** Task requirements **
Arrange the rows below as a Markdown table with two columns, "No." for the sequential number and "Text" for the row itself. Omit blank lines and the pictures.

─── Dataset content ───

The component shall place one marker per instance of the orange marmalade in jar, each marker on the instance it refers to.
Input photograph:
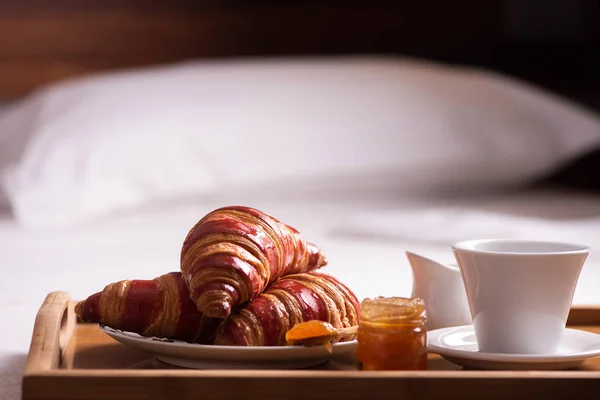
(392, 334)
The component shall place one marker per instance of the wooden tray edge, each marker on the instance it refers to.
(55, 323)
(52, 330)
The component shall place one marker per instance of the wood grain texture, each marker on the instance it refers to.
(53, 327)
(94, 366)
(41, 42)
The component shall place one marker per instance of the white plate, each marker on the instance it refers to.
(189, 355)
(459, 346)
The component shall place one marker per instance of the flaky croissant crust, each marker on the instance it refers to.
(233, 253)
(159, 307)
(292, 299)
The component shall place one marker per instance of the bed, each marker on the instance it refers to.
(115, 117)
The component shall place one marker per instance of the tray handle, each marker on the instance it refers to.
(54, 325)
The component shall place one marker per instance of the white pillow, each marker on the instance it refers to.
(87, 147)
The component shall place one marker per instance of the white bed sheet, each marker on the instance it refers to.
(364, 243)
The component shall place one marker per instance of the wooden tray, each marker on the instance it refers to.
(71, 360)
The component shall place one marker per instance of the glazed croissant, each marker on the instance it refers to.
(159, 307)
(233, 253)
(292, 299)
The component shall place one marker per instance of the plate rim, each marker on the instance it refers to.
(510, 358)
(198, 346)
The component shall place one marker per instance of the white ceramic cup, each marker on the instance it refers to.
(519, 291)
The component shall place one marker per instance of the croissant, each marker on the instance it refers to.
(160, 307)
(292, 299)
(233, 253)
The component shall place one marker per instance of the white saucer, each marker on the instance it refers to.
(197, 356)
(459, 346)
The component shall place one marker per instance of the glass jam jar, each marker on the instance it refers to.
(392, 334)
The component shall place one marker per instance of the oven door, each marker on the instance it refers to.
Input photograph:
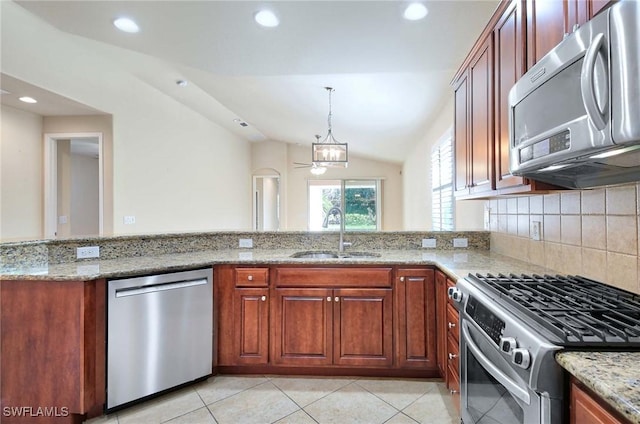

───

** The result **
| No. | Text |
|---|---|
| 1 | The component shall place one marker per instance of the orange marmalade in jar, each marker on the instance it refers to. |
| 2 | Input photograph: |
| 3 | (392, 334) |
| 4 | The component shall place one marker per instance of the wooden tray edge, each marker on the instance it refers to. |
| 5 | (55, 323) |
| 6 | (52, 330) |
| 7 | The component shall place one marker per instance of the wood grain texture, each marker on the instance it refers to. |
| 8 | (53, 327) |
| 9 | (94, 366) |
| 10 | (41, 42) |
| 11 | The component shall place one marker per instance of the white plate, each marker on the instance it refers to. |
| 12 | (189, 355) |
| 13 | (459, 346) |
| 14 | The component shall place one marker per instance of the flaky croissant crust, each marker on the instance it refers to. |
| 15 | (233, 253) |
| 16 | (159, 307) |
| 17 | (292, 299) |
| 18 | The component shall place one marker per instance of the bed, each marker on the instance it refers to. |
| 19 | (115, 117) |
| 20 | The component shall place one marker per instance of the tray handle, each marker on the instance it refers to. |
| 21 | (54, 325) |
| 22 | The component shall place one marker per instance of the white pillow, each marker on the instance it refers to. |
| 23 | (87, 147) |
| 24 | The component shall place one marker per instance of the white bed sheet, each marker on the instance it refers to. |
| 25 | (364, 243) |
| 26 | The component shall place one marker per instance of the wooden tray, each marker on the instance it refers to. |
| 27 | (71, 360) |
| 28 | The component shall place one marker per instance of the glazed croissant, each marker on the instance it refers to. |
| 29 | (159, 307) |
| 30 | (233, 253) |
| 31 | (292, 299) |
| 32 | The component shall place one marker per instance of the plate rim, each marker on the instance it refers to. |
| 33 | (510, 358) |
| 34 | (198, 346) |
| 35 | The component shall place one marker per instance of the white ceramic cup, each marker on the instance it refers to. |
| 36 | (519, 291) |
| 37 | The component shall place one marker per instance of the croissant, each marker on the instance it refers to. |
| 38 | (160, 307) |
| 39 | (292, 299) |
| 40 | (233, 253) |
| 41 | The component shall place one marker per instance of the white saucer, each marker on the instance it refers to. |
| 42 | (197, 356) |
| 43 | (459, 346) |
| 44 | The component shall place one marker per instance of the glass jam jar, each marker on the instance it refers to. |
| 45 | (392, 334) |
| 46 | The component shall place one marker per instance of the oven door, each marker on the instance it refers to. |
| 47 | Input photograph: |